→ Fragment tekstu
+++
Rodzina
Soprano (1999 – 2007)
We wpisie tym
chciałbym poświęcić więcej miejsca opisowi i analizie Rodziny Soprano, tego co było w niej nowe, a co było nawiązaniem do różnych dzieł kultury.
Chciałbym na przykładach pokazać, w jaki sposób nowy serial amerykański gra z
gatunkami filmowymi i telewizyjnymi, z których czerpie i jak w rezultacie tej
gry powstaje nowa jakość.
Rodzina Soprano, to serial, który przez wiele osób wymieniany jest jako kamień
milowy w historii telewizji, bez którego zmiana tego medium nie byłaby możliwa.
Opowiada on historię tytułowej rodziny mafijnej. Głównym bohaterem jest Tony
Soprano, który przez osiem sezonów na antenie pnie się po szczeblach
gangsterskiej drabiny, zaczynając od kapitana, a kończy jako szef wszystkich
szefów – capo di tutti capi. Lecz
wątek zorganizowanej przestępczości, choć niewątpliwie dominujący, nie jest
jedynym w tym serialu. Równie ważna jest druga rodzina Tony’ego – jego żona
Carmela, dzieci Meadow i Anthony Jr., matka, wujek i inni. To właśnie życie prywatne szefa mafii, jego
codzienne problemy, dorastanie dzieci, małżeńskie niesnaski, konflikty z
zaborczą matką i żądnym władzy wujem i psychoterapia, której główny bohater
musi się poddać, stanowią tło historii.
Shaun
Ryan, twórca serialu The Shield (FX, 2002) mówi w jednym z wywiadów
“jeśli ktoś pisze o The Shield, nie sądzę by dało się to zrobić bez
odnoszenia się do Rodziny Soprano. Naszego programu nie byłoby na
antenie, gdyby nie Rodzina Soprano, gdyby nie sukces tego programu,
zarówno jeśli chodzi o kreatywności, jak o ekonomiczny aspekt, uważam, że to właśnie
dzięki niemu telewizja FX odważyła się zrealizować nasz program”.
+++
→ Wpisy zbioru danych
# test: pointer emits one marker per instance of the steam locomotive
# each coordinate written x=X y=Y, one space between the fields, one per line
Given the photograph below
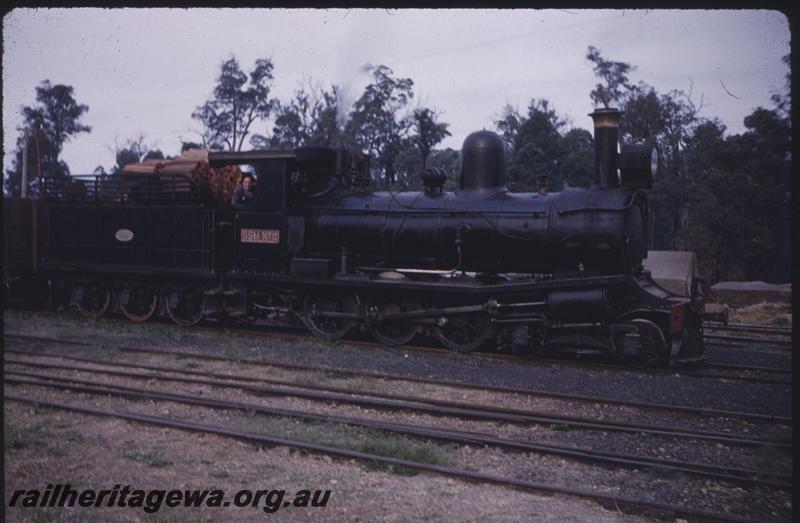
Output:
x=550 y=271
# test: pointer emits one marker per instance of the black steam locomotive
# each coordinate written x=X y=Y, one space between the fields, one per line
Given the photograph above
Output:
x=550 y=271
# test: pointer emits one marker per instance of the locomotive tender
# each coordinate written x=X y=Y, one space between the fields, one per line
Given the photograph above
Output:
x=556 y=271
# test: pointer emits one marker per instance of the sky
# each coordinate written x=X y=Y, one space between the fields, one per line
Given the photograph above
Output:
x=144 y=71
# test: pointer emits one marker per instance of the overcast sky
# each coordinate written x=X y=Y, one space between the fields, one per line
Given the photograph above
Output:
x=146 y=70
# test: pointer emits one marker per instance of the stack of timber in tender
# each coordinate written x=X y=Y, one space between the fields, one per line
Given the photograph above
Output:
x=216 y=185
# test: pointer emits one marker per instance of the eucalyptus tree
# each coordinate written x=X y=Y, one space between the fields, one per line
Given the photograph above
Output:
x=50 y=123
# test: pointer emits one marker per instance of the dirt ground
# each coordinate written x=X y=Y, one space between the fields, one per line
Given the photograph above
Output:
x=93 y=452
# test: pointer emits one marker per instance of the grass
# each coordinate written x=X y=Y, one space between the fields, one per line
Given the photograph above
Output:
x=775 y=314
x=19 y=438
x=399 y=447
x=769 y=457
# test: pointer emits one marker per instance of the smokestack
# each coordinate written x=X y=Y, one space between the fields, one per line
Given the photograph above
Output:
x=606 y=139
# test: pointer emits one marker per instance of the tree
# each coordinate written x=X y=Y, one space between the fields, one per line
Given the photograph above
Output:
x=377 y=124
x=47 y=126
x=237 y=103
x=427 y=132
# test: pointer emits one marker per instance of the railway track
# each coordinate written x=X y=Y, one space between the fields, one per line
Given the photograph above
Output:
x=649 y=406
x=632 y=505
x=747 y=374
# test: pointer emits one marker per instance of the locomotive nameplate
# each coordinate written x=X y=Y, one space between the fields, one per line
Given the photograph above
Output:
x=124 y=235
x=260 y=236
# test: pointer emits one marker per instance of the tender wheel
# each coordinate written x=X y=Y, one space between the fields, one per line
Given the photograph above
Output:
x=186 y=309
x=319 y=315
x=95 y=300
x=389 y=332
x=142 y=303
x=463 y=333
x=653 y=348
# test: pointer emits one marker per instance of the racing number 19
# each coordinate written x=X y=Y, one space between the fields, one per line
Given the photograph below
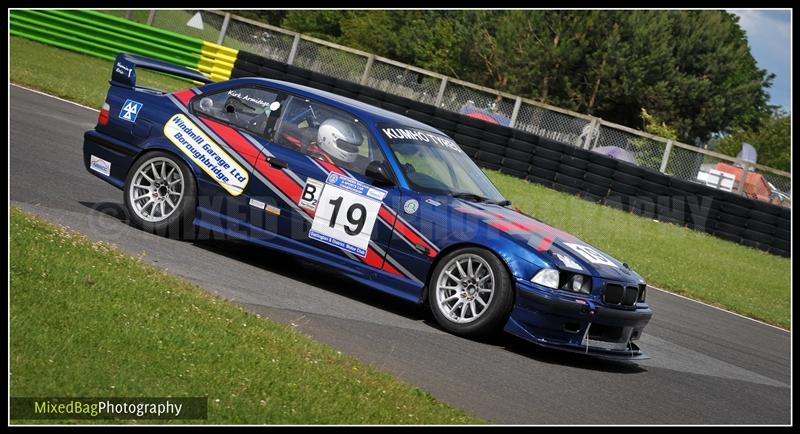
+++
→ Treść zadania
Jak ma na imię żona Tony'ego według fragmentu o Rodzinie Soprano?

→ Rozwiązanie zadania
Carmela.